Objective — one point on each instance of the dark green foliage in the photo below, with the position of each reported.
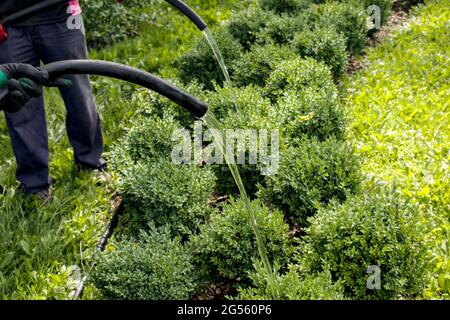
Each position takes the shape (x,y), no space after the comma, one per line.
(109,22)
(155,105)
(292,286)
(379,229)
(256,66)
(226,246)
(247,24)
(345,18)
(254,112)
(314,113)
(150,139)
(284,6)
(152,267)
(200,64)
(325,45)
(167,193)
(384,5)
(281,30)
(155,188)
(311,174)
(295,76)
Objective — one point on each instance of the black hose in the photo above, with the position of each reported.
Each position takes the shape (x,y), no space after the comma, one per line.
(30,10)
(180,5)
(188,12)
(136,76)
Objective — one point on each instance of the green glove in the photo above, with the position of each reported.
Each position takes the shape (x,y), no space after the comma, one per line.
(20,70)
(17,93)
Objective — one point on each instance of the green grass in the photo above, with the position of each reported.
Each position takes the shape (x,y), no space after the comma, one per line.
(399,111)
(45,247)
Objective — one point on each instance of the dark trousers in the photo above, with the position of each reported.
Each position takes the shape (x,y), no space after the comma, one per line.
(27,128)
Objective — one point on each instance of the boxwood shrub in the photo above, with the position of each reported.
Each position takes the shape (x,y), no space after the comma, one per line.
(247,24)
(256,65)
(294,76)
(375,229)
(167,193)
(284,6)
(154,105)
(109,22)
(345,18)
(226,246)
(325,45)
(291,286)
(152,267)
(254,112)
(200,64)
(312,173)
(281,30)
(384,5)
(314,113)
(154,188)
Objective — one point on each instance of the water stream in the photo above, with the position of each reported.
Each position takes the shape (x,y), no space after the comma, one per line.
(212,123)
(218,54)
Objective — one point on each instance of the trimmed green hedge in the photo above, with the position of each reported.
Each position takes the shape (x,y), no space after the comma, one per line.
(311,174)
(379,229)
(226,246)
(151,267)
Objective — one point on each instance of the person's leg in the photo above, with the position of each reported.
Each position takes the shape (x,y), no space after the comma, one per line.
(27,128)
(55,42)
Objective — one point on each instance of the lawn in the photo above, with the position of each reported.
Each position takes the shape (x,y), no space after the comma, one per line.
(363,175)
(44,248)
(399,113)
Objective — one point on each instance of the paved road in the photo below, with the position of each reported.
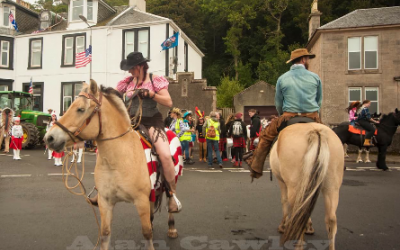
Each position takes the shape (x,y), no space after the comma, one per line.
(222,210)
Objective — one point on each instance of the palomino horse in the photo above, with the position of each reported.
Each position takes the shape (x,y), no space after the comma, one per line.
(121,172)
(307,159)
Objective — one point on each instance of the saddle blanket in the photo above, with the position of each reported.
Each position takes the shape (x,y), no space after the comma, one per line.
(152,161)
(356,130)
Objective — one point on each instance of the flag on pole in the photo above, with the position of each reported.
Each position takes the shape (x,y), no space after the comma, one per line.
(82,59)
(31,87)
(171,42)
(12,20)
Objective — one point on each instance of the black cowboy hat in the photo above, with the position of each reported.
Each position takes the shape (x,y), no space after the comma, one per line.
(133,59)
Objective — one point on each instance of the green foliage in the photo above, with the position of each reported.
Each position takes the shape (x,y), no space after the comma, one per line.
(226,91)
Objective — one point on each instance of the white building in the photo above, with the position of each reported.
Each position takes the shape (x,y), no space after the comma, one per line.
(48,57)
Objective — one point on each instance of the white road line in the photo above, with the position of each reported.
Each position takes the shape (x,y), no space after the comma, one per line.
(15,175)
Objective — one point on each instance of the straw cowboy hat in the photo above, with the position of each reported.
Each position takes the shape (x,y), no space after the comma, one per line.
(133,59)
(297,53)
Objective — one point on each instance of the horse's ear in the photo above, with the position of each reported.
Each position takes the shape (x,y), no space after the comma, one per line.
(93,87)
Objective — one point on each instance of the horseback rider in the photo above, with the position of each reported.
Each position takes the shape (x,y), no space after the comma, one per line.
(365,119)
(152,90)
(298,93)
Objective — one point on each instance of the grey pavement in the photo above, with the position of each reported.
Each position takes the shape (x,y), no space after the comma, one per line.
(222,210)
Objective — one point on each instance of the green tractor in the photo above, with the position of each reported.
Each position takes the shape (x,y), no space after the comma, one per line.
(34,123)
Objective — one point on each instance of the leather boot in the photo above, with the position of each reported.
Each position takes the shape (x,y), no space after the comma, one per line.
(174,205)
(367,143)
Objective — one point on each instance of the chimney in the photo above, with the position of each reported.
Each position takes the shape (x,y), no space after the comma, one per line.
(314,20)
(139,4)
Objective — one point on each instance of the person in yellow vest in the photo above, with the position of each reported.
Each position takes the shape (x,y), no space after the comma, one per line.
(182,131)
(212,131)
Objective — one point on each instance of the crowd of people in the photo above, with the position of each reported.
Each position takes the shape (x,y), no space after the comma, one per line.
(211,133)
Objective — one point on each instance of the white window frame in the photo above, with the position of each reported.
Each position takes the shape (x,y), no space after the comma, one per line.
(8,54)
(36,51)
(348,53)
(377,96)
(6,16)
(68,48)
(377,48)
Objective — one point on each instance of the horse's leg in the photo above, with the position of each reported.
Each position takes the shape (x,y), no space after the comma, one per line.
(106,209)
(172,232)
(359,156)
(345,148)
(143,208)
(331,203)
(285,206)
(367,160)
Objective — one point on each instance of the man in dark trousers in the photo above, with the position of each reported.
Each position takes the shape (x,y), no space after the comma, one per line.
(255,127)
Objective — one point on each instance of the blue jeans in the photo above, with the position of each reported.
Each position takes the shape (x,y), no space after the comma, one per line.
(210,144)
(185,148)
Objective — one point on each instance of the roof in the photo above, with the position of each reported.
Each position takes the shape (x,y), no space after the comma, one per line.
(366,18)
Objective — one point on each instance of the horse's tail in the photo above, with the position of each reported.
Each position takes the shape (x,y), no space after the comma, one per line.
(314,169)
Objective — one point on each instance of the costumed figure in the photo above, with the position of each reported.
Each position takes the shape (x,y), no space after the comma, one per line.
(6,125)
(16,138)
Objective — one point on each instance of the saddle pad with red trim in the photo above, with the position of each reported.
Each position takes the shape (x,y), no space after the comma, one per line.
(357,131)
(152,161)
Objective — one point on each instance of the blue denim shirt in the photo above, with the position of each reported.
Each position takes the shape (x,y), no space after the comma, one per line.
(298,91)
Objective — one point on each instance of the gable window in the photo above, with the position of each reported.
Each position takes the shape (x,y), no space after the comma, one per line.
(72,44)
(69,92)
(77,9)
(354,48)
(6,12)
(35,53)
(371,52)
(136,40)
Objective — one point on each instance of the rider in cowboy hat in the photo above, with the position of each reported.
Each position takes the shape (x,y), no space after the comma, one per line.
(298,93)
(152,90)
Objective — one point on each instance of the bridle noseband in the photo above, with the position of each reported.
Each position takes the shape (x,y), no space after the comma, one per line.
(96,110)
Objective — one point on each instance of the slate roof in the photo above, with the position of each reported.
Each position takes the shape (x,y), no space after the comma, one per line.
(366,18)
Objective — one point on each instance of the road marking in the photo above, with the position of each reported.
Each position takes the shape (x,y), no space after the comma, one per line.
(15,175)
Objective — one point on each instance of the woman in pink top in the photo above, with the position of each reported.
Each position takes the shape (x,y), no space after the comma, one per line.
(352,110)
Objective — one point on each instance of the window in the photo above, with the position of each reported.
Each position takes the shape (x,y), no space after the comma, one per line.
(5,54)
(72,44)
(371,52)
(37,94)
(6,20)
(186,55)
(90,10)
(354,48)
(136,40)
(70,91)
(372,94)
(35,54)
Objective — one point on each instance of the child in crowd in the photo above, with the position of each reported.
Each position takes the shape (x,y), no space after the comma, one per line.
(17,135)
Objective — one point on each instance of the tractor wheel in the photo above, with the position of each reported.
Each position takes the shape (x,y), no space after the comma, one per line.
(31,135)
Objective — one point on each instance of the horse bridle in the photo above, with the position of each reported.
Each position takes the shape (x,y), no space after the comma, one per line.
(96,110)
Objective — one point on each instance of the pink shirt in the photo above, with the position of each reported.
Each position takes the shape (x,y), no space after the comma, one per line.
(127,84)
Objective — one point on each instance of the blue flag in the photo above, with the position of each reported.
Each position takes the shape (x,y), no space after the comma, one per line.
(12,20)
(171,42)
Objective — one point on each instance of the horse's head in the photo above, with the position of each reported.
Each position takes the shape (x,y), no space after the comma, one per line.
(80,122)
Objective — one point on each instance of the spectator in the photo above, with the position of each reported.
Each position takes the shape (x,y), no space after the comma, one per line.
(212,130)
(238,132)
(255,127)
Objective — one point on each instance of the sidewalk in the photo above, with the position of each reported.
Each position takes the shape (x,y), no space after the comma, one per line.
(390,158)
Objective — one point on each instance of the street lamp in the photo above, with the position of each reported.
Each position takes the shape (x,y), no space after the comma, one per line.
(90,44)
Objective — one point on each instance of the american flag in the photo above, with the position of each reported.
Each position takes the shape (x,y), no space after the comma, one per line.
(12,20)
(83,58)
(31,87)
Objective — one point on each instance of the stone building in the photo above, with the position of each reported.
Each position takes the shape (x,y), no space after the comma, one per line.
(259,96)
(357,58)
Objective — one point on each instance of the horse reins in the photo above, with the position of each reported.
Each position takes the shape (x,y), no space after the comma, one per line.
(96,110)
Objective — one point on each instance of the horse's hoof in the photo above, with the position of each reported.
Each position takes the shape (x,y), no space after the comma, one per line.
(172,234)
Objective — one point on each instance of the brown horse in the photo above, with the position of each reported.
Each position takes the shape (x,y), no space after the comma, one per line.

--------------------------------

What you will do: Retype, exactly and only, the lines running from the one with "Objective — one point on each instance of the sidewalk" through the final line of the listing above.

Exercise answer:
Objective — one point on each instance of the sidewalk in the photo above, with the position of each reported.
Each position takes the shape (x,y), no space after the comma, one per line.
(390,158)
Objective — one point on each instance of the street lamp in the photo above, with the position of each reported.
Each position takes the shape (x,y), no space after the comma, one per line.
(90,44)
Objective — one point on each instance of the american flag in the photo above, with the position of each reported.
Each position takes the shape (x,y), no space after the comma, one per line.
(12,20)
(83,58)
(31,87)
Objective — one point on each instance of the stone building in the photo above, with the position of each reported.
Each position takes the shape (x,y), no space after the comma, one per line.
(259,96)
(357,58)
Objective — one point on each instance of the horse reins in the photo above, with the position of each reported.
Each position takes the shape (x,y), no space after the comma, one per line.
(96,110)
Objective — one point on each instance of the horse's hoof in the photo above, with the position of each reported.
Each position takes the shape (x,y), no space after the comma, one per line.
(172,234)
Objective — one point on each instance of the brown horse in the photo above, with the position of each reported.
Each position takes the shape (x,y), no space after the comma, one per line.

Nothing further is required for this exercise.